## Requirements
• A. List every equation that the quadratic-forms excerpt below sets on a line of its own.
• B. Write the next part of the quadratic-forms excerpt below, picking up right after its final sentence.

## Extract to read
***
Now I can verify that the reduced forms occur when crossing the river! In the diagram, the form $(a,h,c)$ is reduced if and only if $a+h+c>0$, i.e. if and only if $d>0$. Hm, indeed I am now able to find the reduced forms for quadratic forms, in all classes except for the $0\pm$ forms, in which case the weir prevents us from crossing the river. Unless such forms as $axy$ can be said to be reduced, I could not find a reduced form for $0\pm$ forms with a weir. Regards. –  awllower Mar 29 '13 at 8:54

If $$ 3x^2-2y^2=1$$ then$$(\sqrt 3 x +\sqrt 2 y)(\sqrt 3 x -\sqrt 2 y) = 1$$ and for any $n$ $$(\sqrt 3 x +\sqrt 2 y)^n(\sqrt 3 x -\sqrt 2 y)^n = 1$$

Now we have the solution $x_1=y_1=1$ which is represented by $(\sqrt 3 +\sqrt 2 )$

$$(\sqrt 3 +\sqrt 2 )^2 =5+2\sqrt6$$

Now this is not of the form $(\sqrt 3 x +\sqrt 2 y)$ with $x$ and $y$ integers.
***
## Information supplied
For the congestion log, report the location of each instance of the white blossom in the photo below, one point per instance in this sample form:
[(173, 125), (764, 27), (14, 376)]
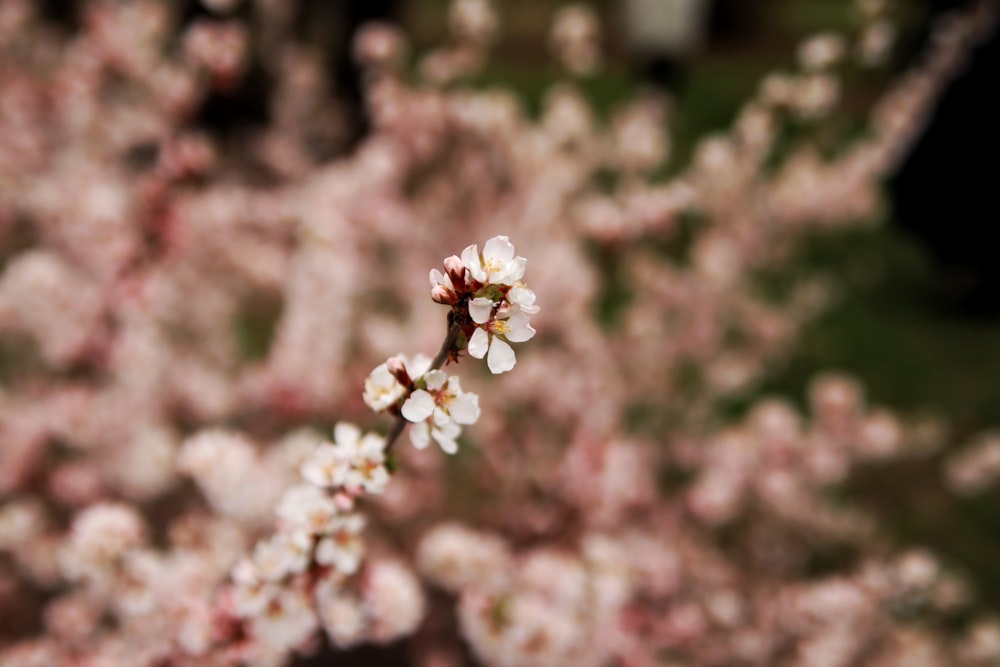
***
## Replies
• A.
- $$3x^2-2y^2=1$$
- $$(\sqrt 3 x +\sqrt 2 y)(\sqrt 3 x -\sqrt 2 y) = 1$$
- $$(\sqrt 3 x +\sqrt 2 y)^n(\sqrt 3 x -\sqrt 2 y)^n = 1$$
- $$(\sqrt 3 +\sqrt 2 )^2 =5+2\sqrt6$$

• B.
BUT if we have a number of form $(\sqrt 3 p +\sqrt 2 q)$ we can verify that $$(\sqrt 3 p +\sqrt 2 q)(5+2\sqrt6) = (5p+4q)\sqrt3 + (5q+6p)\sqrt2$$ which is of the correct form. This enables us to generate a new solution from an old one, because, assuming $3p^2-2q^2=1$:

$$3(5p+4q)^2 - 2(5q+6p)^2 = 75p^2+120pq+48q^2-50q^2-120pq-72p^2=3p^2-2q^2=1$$

This gives us a recurrence $x_n= 5x_{n-1}+4y_{n-1}\text{, } y_n=6x_{n-1}+5y_{n-1}$ which generates solutions.

We can put this in reverse too: $x_{n-1} = 5x_n-4y_n \text{ and } y_{n-1} = 5y_n-6x_n$

NOW suppose we have a solution to the original equation. We can change the sign of $x$ and $y$ if necessary, so that they are both positive. Apply the descending recurrence to find a solution with smaller $x$ - but since $x$ is a positive integer, the process has to stop, and we can see that every solution is derived by recurrence from $(x,y)=(1,1)$ and then taking account of the possible signs.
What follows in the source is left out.